Instrucción 1: Reproduzca sin ninguna modificación las líneas del listado que figura más abajo, desde la que contiene "Objective - one point per instance of the truck hood" hasta el final del listado, ambas incluidas.

══ Extracto de página ══

Esta semana nos desplazábamos un grupo de amigos a degustar un espléndido cocido madrileño en un pueblecito perdido de la provincia de Guadalajara. Sí, el cocido madrileño es como los de Bilbao, que nacen donde les apetece según el momento. Se puede comer un buen cocido madrileño en cualquier sitio, aunque no sea Madrid y su provincia

En la clase de historia moderna de esta semana, el profesor nos relataba los avatares del villorrio de Madrid cuando en 1561 se convirtió en la capital del reino por designios del rey Felipe II. Contaba por aquel entonces con 10.000 habitantes que se convirtieron en 34.000 en diez años y alcanzaba la cifra de 85.000 al finalizar el siglo, en 1600. Estamos en lo que los Historiadores denominan la Época Moderna, pero las villas y pueblos habían evolucionado poco en cuanto a lo que hoy denominamos urbanismo. Concretamente las calles eran un tremendo barrizal, especialmente en días de lluvia por lo que transitar por ellas era una verdadera aventura. Y además estaba aquello del «agua va», grito que precedía —o acompañaba— al arrojo desde cualquier ventana de agua por lo general no muy limpia.

Aunque supongo que en esta España de nuestras entretelas quedarán pueblos con las calles sin urbanizar, la mayoría de ellos disfrutan en la actualidad de un sistema de saneamiento y de unas calles ausentes de barro y lodazal. Asfaltadas, soladas con adoquines, hormigón u otros materiales, uno puede caminar por ellas incluso en días de lluvia sin temor quedarse enfangado en el barrizal. Al menos este es el caso del pueblecito que visitamos donde el paseo por sus calles limpias y saneadas fue un placer.

Con mayor o menor limpieza, las calles de nuestras ciudades y pueblos son transitables. Siempre encontraremos al grafitero dejando huella de su «arte» en cualquier muro o al desalmado que acaba su paquete de tabaco y lo arroja al suelo sin el menor recato, así como la colilla una vez consumido el cigarrillo. Por no hablar de otros desperdicios que son todavía más desagradables y molestos, como las cacas de perro, pues, aunque hay muchos dueños concienciados que las recogen, las seguimos viendo en cantidades no despreciables en nuestras calles. Pero, bueno, son transitables mirando donde se pisa.

Con todo este progreso en las cuestiones materiales, hay un tipo de inmundicia que ha ido a peor, especialmente en los últimos tiempos, y es aquella que se instala y anida en el corazón de las personas. En este caso no hay autoridad que pueda limpiarla si la persona no se deja. Los hechos que se producen en el mundo a diario en estos últimos tiempos denotan una cochambre en nuestros corazones que nos hace comportarnos de una manera agresiva con los demás. No es cuestión aquí de relatar los numerosos hechos que a todos los niveles —locales, regionales, nacionales y mundiales— nos afectan y que llevan a pensar a aquello de que «paren este Mundo que me bajo».

═══

Instrucción 2: Prosiga el texto de arriba sobre el cocido y la limpieza de las calles a partir del punto en que termina.

══ Datos de trabajo ══

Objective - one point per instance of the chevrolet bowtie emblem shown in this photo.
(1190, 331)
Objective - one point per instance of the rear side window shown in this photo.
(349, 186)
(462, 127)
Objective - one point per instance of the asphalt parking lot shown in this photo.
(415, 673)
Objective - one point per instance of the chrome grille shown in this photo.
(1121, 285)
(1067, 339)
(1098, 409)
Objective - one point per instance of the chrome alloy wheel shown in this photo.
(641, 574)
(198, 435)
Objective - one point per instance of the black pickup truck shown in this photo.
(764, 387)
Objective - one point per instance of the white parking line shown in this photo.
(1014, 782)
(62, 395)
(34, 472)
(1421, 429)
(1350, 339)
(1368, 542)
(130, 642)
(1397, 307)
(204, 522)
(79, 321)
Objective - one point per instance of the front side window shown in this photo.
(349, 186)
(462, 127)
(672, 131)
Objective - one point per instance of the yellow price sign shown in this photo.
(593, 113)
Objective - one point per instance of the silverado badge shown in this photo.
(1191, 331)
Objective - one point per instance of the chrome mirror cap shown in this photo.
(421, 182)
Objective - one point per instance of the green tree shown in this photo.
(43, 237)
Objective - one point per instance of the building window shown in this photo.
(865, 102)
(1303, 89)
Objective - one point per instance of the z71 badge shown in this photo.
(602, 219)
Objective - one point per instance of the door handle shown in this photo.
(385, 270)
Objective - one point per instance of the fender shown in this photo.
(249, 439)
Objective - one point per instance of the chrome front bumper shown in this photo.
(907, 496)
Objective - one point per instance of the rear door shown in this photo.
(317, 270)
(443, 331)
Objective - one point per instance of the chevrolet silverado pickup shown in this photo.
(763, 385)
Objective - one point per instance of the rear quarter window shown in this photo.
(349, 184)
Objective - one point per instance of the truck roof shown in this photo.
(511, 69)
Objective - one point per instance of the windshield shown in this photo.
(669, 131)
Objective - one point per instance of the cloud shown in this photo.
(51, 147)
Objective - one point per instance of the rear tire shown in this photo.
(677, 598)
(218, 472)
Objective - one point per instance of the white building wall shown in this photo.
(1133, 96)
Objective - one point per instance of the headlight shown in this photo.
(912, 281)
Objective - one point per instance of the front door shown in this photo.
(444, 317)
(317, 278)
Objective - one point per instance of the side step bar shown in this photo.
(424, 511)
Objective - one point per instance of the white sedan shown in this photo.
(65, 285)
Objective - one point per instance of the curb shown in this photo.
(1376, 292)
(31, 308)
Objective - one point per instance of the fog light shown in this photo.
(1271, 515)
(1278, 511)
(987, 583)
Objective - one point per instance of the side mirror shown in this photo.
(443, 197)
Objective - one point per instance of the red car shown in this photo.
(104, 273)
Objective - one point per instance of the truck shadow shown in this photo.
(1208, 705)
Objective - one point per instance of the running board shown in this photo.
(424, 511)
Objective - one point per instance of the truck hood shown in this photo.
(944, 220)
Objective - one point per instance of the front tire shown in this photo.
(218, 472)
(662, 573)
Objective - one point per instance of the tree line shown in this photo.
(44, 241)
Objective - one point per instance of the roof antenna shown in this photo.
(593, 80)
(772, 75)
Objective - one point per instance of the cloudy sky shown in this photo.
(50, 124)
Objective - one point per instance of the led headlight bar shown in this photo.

═══

Resultado final 1:
Objective - one point per instance of the truck hood shown in this photo.
(944, 220)
Objective - one point per instance of the front tire shown in this photo.
(218, 472)
(662, 573)
Objective - one point per instance of the tree line shown in this photo.
(44, 241)
Objective - one point per instance of the roof antenna shown in this photo.
(593, 80)
(772, 75)
Objective - one point per instance of the cloudy sky shown in this photo.
(50, 124)
Objective - one point per instance of the led headlight bar shown in this photo.

Resultado final 2:
La espiral de violencia en todos los temas ya no se queda en los comentarios de los cuñados en las cenas de Navidad y trasciende a todos los ámbitos, donde uno permanece callado sin dar su opinión viendo el encono y la falta de tolerancia y empatía que domina las relaciones entre las personas. Y para muestra un botón, un sucedido en la clase de mayores de la universidad. A veces un suceso que nunca imaginas que podría suceder en un determinado contexto te rompe todos los esquemas.

Acaba de terminar la clase de Historia Moderna de España, impartida por el profesor Enrique Villalba en los Cursos para Mayores de la Universidad Carlos III de Madrid. Un centenar de personas mayores, casi todos superando los setenta años, atiende estas clases durante un curso completo, algo reducido, dos días por semana.

En los minutos de receso entre clase y clase, un alumno se dirige a la última mesa de la clase donde se encuentra la hoja de firmas de asistencia. Al llegar hay una persona firmando y otra esperando. Se sitúa tras ella, haciendo la cola correspondiente. Cuando termina el que estaba firmando, otra persona, sin esperar la cola, coje las hojas de firmas y se dedica de una manera nerviosa a consultar las páginas, con ademanes bruscos, visiblemente malhumorado. No llevaba un bolígrafo en sus manos. Como no parecía que tuviera intención de firmar, el alumno que estaba en la segunda posición de la cola se dirige a él, con toda la educación del mundo, y le pide por favor que respete la cola y les deje firmar.

La respuesta es lanzar las hojas a la mesa con desdén, encararse, hacer el ademán de dar un cabezazo a su interlocutor y le sigue un puñetazo (real, aunque muy leve) en el estómago. Al tiempo le dice:

—Dame un motivo para partirte la cara, hijo de puta.

Menos mal que no le dio por responder a esta provocación fuera de todo lugar, pues imagino que el numerito que se hubiera montado seria impropio del lugar, una clase de una universidad y encima con personas talluditas en las que la testosterona debería estar controlada. El asunto se quedó ahí y no fue a mayores.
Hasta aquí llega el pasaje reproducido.